— PAGE EXCERPT —
One cohort with 16 students at Durango High School began a 14-day quarantine Tuesday after exposure to a person exhibiting symptoms of the virus and who had close contact to someone who has tested positive for COVID-19.
Durango School District 9-R Superintendent Dan Snowberger said the quarantine will continue for 14 days, through Nov. 3, because the person was symptomatic, which raises the chances of problems stemming from a false negative test.
Four teachers in contact with the person also are on 14-day quarantine and have begun teaching their classes remotely, Snowberger said.
Julie Popp, 9-R spokeswoman, said she was unsure if the person at DHS had been tested as of Tuesday morning. However, she said, 9-R has access to 24-hour-a-day testing, seven days a week. She said results are expected between 24 to 36 hours after a test.
The district is working with Cedar Diagnostics, a Durango laboratory, to provide ready access to COVID-19 tests.
San Juan Basin Public Health alerted the district of the situation Monday evening, Popp said.
DHS remains open for in-person and blended learning for unaffected cohorts.
The grade of the cohort on quarantine is not being released to protect the privacy of the person, Popp said.
Claire Ninde, SJBPH director of communications, said SJBPH has been working with La Plata County and Archuleta County school districts and schools since the beginning of the pandemic.
The partnership between school districts and SJBPH includes reviewing school districts’ plans to reopen and their communication plans to contact families, school staff members and the public in the event of an exposure or potential exposure.

— GIVEN ENTRIES —
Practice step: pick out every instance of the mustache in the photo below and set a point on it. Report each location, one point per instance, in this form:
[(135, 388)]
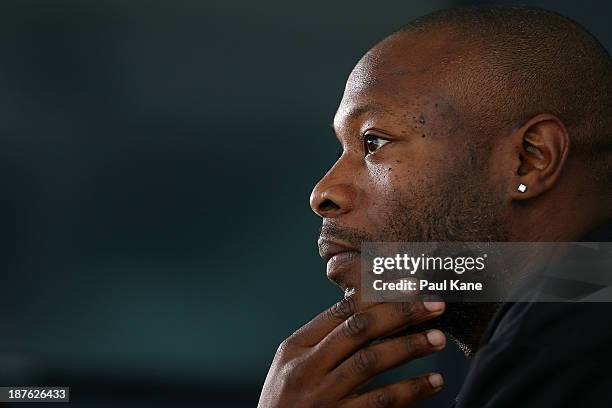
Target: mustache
[(352, 236)]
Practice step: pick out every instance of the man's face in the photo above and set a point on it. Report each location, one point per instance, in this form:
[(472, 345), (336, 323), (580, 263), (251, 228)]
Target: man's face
[(410, 170)]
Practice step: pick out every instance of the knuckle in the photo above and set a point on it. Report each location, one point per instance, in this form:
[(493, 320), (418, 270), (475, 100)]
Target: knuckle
[(411, 346), (343, 309), (364, 361), (356, 324), (381, 399), (406, 309), (293, 374)]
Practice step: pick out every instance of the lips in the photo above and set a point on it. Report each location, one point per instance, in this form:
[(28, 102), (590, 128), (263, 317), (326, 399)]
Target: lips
[(341, 259)]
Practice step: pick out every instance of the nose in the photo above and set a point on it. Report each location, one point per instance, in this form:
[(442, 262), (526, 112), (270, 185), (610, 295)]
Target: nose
[(333, 195)]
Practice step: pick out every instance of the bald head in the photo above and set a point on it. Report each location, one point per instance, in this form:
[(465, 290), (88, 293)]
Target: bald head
[(502, 65)]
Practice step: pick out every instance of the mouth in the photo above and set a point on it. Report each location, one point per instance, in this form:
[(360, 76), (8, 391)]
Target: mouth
[(341, 258)]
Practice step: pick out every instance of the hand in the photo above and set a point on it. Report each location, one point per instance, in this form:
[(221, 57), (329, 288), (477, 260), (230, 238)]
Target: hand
[(323, 363)]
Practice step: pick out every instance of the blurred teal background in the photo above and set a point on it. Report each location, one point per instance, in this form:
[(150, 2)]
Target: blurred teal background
[(157, 159)]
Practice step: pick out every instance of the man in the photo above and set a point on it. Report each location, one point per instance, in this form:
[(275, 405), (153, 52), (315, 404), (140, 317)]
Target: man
[(475, 124)]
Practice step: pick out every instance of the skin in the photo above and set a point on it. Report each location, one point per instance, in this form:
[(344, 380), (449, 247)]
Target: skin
[(431, 174)]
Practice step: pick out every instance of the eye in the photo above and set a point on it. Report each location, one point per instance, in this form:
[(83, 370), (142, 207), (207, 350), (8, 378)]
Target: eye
[(373, 143)]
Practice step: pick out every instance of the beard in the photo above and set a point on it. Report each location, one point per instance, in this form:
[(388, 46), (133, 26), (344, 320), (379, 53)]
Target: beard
[(461, 211)]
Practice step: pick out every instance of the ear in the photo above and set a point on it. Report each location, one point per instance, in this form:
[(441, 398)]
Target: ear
[(542, 146)]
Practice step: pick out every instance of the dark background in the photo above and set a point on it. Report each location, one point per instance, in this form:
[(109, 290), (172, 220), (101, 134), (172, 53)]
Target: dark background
[(157, 159)]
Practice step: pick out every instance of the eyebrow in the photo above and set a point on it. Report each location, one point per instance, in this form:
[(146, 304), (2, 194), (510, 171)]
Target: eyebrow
[(366, 107), (359, 110)]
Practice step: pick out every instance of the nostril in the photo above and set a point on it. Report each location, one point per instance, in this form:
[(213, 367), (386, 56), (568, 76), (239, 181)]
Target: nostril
[(328, 205)]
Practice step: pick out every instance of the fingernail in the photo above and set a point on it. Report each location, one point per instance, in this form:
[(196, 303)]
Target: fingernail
[(434, 306), (436, 338), (436, 380)]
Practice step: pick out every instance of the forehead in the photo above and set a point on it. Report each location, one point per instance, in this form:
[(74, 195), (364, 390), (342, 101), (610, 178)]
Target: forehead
[(401, 75)]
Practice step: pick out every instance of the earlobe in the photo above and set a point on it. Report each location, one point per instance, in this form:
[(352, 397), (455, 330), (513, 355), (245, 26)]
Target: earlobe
[(542, 147)]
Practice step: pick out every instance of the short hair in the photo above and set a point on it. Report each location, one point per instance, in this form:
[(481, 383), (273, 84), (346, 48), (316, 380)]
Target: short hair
[(536, 61)]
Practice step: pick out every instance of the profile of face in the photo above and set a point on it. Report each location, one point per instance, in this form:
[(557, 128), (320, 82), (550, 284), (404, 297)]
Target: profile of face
[(410, 168)]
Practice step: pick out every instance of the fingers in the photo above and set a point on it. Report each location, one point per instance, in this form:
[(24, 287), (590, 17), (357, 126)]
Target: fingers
[(371, 324), (373, 360), (398, 395), (319, 327)]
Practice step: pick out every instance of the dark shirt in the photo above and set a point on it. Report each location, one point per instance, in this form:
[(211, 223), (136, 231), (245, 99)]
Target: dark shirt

— YOUR OBJECTIVE —
Please answer these questions using the news report on the Durango High School quarantine.
(a) How many teachers in contact with the person are on 14-day quarantine?
(b) Which laboratory is the district working with to provide COVID-19 tests?
(c) When did San Juan Basin Public Health alert the district?

— RESPONSE BELOW —
(a) Four.
(b) Cedar Diagnostics, a Durango laboratory.
(c) Monday evening.